◆ ACTIVITY: Rewrite the article from "She will ask." to "promise of justice.", replacing "FOX13" with "the station".

◆ TEXT SHOWN:
FOX13 asked Marion if she was ready emotionally to hear details about her son’s murder for the first time that is bound to be part of the trial testimony and evidence.
“I’m ready for whatever they got to say,” Marion said.
Her decade quest for answers won't come for several more months because Ray's murder trial, which was scheduled for Oct. 26, has been postponed because of COVID-19.
All jury trials in Shelby County Criminal Court have been put on hold because of the pandemic.
“That is a hindrance for me,” Marion said. “I am ready to move on with this. He is just holding my life up.”
FOX13 asked Marion what does this delay of Turner’s trial mean to her.
“It is sickening to me,” she said. “It really upsets me” because she wants the trial to begin as scheduled despite the pandemic. The courts won’t allow it.”
FOX13 asked Marion if she understood that having a high profile trial, packed with media and others in the courtroom would be a potential health risk?
“Tell them to stay home,” she said. “It’s not concerning you. Stay home. Don’t come. Wait until the newspaper comes out. Watch TV that night. I am coming. That was my child. Ain ‘t nobody gonna fight for him but me.”
For Marion, to get her way, she’d have to convince a judge to throw out his order suspending jury trials that was endorsed by both defense attorneys and the District Attorney after consulting with county and federal health officials.
She will ask.
Marion was not afraid to agitate and irritate police and prosecutors until they arrested the people charged with Wright’s murder, once considered the most publicized and infamous cold cases in Memphis’ recent history.
Defense attorneys told FOX13 privately it is unlikely the judge will overturn his order because of public health concerns.
While she waits, and she has waited years before, Marion will rely on faith and the promise of justice.
“I just pray that the good Lord will keep me here,” Marion said. “So, I can continue on. I am on a journey, and the good Lord knows I’m on a journey. It’s not over. I’ve got to see this through.”

◆ ENTRIES SHOWN:
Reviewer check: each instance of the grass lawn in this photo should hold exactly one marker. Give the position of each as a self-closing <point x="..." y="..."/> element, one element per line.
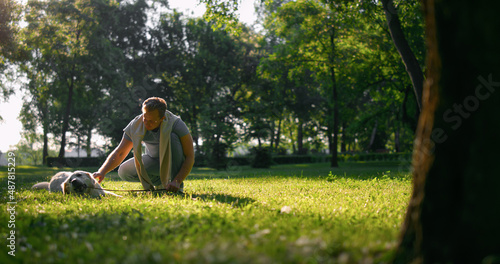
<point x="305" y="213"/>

* * *

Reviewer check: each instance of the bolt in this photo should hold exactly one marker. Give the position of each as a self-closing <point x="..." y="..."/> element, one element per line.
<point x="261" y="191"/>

==

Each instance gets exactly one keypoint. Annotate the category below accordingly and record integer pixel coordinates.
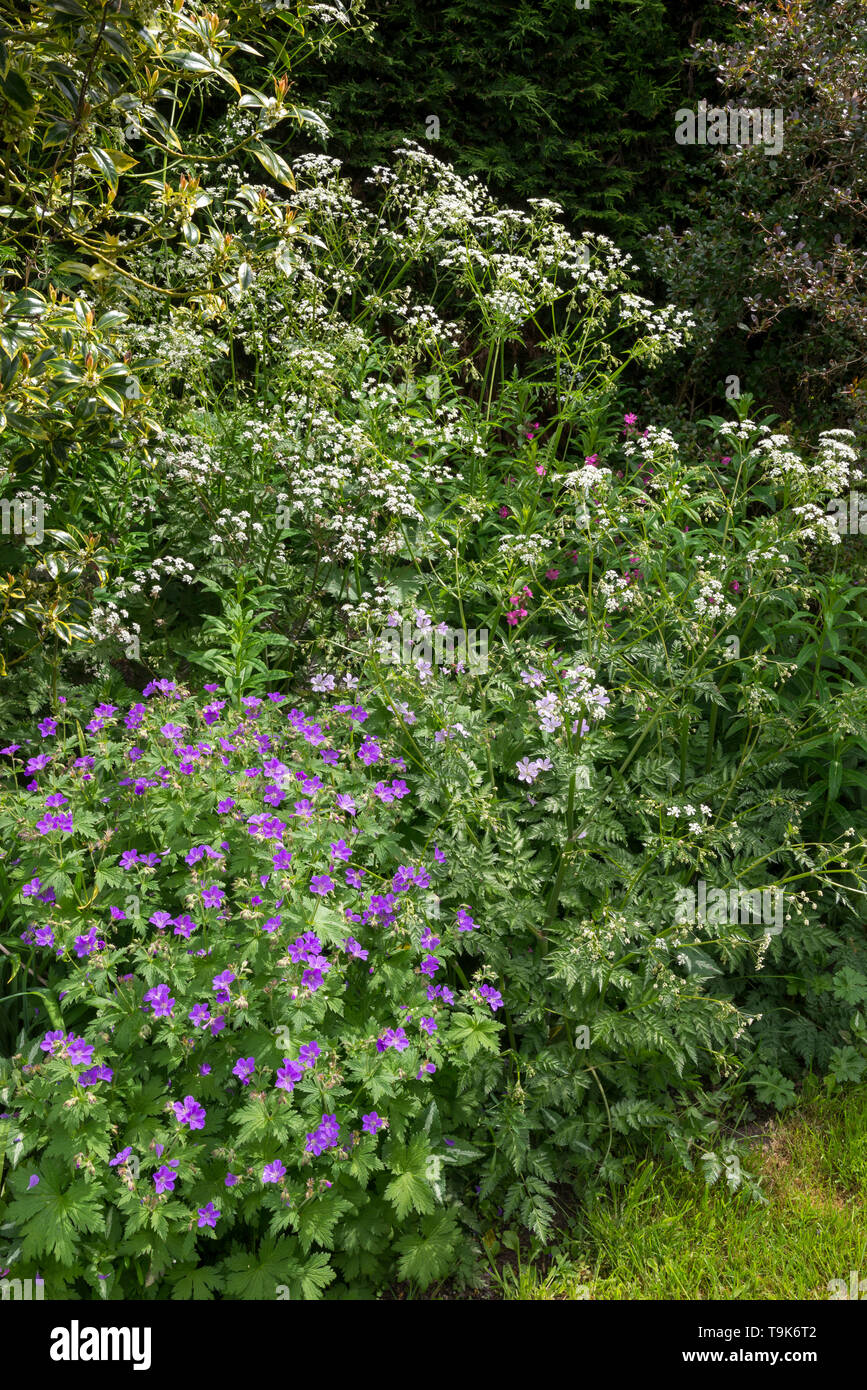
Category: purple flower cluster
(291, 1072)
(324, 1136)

◆ WRITTEN SOLUTION:
She will ask.
Marion was not afraid to agitate and irritate police and prosecutors until they arrested the people charged with Wright’s murder, once considered the most publicized and infamous cold cases in Memphis’ recent history.
Defense attorneys told the station privately it is unlikely the judge will overturn his order because of public health concerns.
While she waits, and she has waited years before, Marion will rely on faith and the promise of justice.